Exhibit d (i) under Form N-1A
Exhibit 10 under Item 601/Reg. S-K
INVESTMENT ADVISORY CONTRACT
This Contract is made this 1st day of September, 2000 between Xxxxx
Investment Corp., a Virginia corporation having its principal place of business
in Richmond, Virginia, (the "Adviser"), and Xxxxx Funds, a Massachusetts
business trust having its principal place of business in Pittsburgh,
Pennsylvania (the "Trust").
WHEREAS the Trust is an open-end management investment company as that
term is defined in the Investment Company Act of 1940, as amended, and is
registered as such with the Securities and Exchange Commission; and
WHEREAS Adviser is engaged in the business of rendering investment
advisory and management services.
NOW, THEREFORE, the parties hereto, intending to be legally bound, hereby
agree as follows:
1. The Trust hereby appoints Adviser as Investment Adviser for each of
the portfolios ("Funds") of the Trust which executes an exhibit to this
Contract, and Adviser accepts the appointments. Subject to the direction of the
Trustees, Adviser shall provide investment research and supervision of the
investments of the Funds and conduct a continuous program of investment
evaluation and of appropriate sale or other disposition and reinvestment of
each Fund's assets.
2. Adviser, in its supervision of the investments of each of the Funds
will be guided by each of the Fund's investment objective and policies and the
provisions and restrictions contained in the and By-Laws of the Trust and as
set forth in the Registration Statements and exhibits as may be on file with
the Securities and Exchange Commission.
3. Each Fund shall pay or cause to be paid all of its own expenses and
its allocable share of Trust expenses, including, without limitation, the
expenses of organizing the Trust and continuing its existence; fees and
expenses of Trustees and officers of the Trust; fees for investment advisory
services and administrative personnel and services; expenses incurred in the
distribution of its shares ("Shares"), including expenses of administrative
support services; fees and expenses of preparing and printing its Registration
Statements under the Securities Act of 1933 and the Investment Company Act of
1940, as amended, and any amendments thereto; expenses of registering and
qualifying the Trust, the Funds, and Shares of the Funds under federal and
state laws and regulations; expenses of preparing, printing, and distributing
prospectuses (and any amendments thereto) to shareholders; interest expense,
taxes, fees, and commissions of every kind; expenses of issue (including cost
of Share certificates), purchase, repurchase, and redemption of Shares,
including expenses attributable to a program of periodic issue; charges and
expenses of custodians, transfer agents, dividend disbursing agents,
shareholder servicing agents, and registrars; printing and mailing costs,
auditing, accounting, and legal expenses; reports to shareholders and
governmental officers and commissions; expenses of meetings of Trustees and
shareholders and proxy solicitations therefore; insurance expenses; association
membership dues and such nonrecurring items as may arise, including all losses
and liabilities incurred in administering the Trust and the Funds. Each Fund
will also pay its allocable share of such extraordinary expenses as may arise
including expenses incurred in connection with litigation, proceedings, and
claims and the legal obligations of the Trust to indemnify its officers and
Trustees and agents with respect thereto.

Excerpts from a pointing dataset:
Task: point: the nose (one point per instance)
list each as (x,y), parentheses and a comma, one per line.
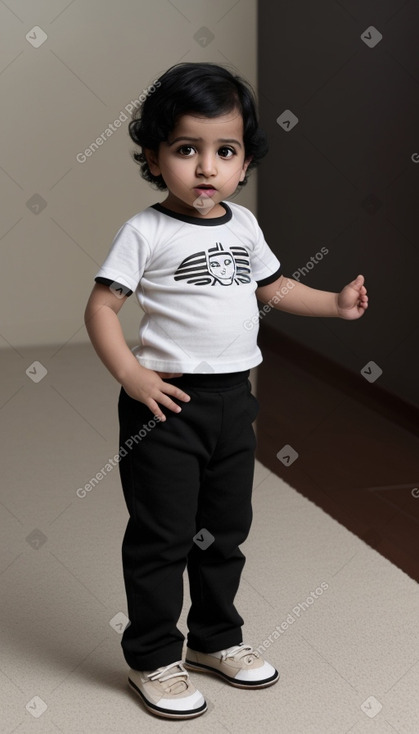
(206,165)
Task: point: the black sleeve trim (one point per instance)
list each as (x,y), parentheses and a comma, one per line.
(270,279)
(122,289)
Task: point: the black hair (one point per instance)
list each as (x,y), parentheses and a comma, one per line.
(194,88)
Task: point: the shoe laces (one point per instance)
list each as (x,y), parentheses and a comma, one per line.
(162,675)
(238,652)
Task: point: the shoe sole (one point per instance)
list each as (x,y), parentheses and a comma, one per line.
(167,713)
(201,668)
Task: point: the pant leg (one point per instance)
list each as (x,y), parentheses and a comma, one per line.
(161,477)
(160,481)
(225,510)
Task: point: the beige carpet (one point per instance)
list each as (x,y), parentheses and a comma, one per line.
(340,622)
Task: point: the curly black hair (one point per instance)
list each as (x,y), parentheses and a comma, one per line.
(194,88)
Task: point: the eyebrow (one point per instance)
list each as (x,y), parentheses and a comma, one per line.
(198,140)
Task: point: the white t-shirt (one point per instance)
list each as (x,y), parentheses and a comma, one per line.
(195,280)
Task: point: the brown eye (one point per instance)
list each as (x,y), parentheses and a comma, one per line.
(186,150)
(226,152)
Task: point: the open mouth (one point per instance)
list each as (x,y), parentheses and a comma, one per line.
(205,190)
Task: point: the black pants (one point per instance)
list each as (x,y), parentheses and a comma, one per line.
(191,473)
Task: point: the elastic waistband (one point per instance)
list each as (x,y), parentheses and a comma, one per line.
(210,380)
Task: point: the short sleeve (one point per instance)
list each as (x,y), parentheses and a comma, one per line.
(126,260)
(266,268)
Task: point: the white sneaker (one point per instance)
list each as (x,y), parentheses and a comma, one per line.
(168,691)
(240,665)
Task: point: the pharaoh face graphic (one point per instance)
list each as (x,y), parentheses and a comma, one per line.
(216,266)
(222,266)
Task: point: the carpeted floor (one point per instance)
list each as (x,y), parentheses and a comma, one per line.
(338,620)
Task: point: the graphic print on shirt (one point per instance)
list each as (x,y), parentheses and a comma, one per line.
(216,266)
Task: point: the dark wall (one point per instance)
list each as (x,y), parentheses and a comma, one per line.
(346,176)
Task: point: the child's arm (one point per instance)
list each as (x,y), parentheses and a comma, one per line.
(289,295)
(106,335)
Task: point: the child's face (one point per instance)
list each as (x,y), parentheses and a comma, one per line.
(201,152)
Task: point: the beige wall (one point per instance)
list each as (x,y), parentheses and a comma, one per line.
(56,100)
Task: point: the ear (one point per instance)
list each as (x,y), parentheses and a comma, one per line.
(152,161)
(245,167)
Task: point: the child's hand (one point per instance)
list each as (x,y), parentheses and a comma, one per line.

▶ _What you need to do_:
Repeat word for word the part of the advisory contract that begins at "NOW, THEREFORE, the" and stops after "each Fund's assets.". The rows have no connection to the advisory contract.

▶ _The result_:
NOW, THEREFORE, the parties hereto, intending to be legally bound, hereby
agree as follows:
1. The Trust hereby appoints Adviser as Investment Adviser for each of
the portfolios ("Funds") of the Trust which executes an exhibit to this
Contract, and Adviser accepts the appointments. Subject to the direction of the
Trustees, Adviser shall provide investment research and supervision of the
investments of the Funds and conduct a continuous program of investment
evaluation and of appropriate sale or other disposition and reinvestment of
each Fund's assets.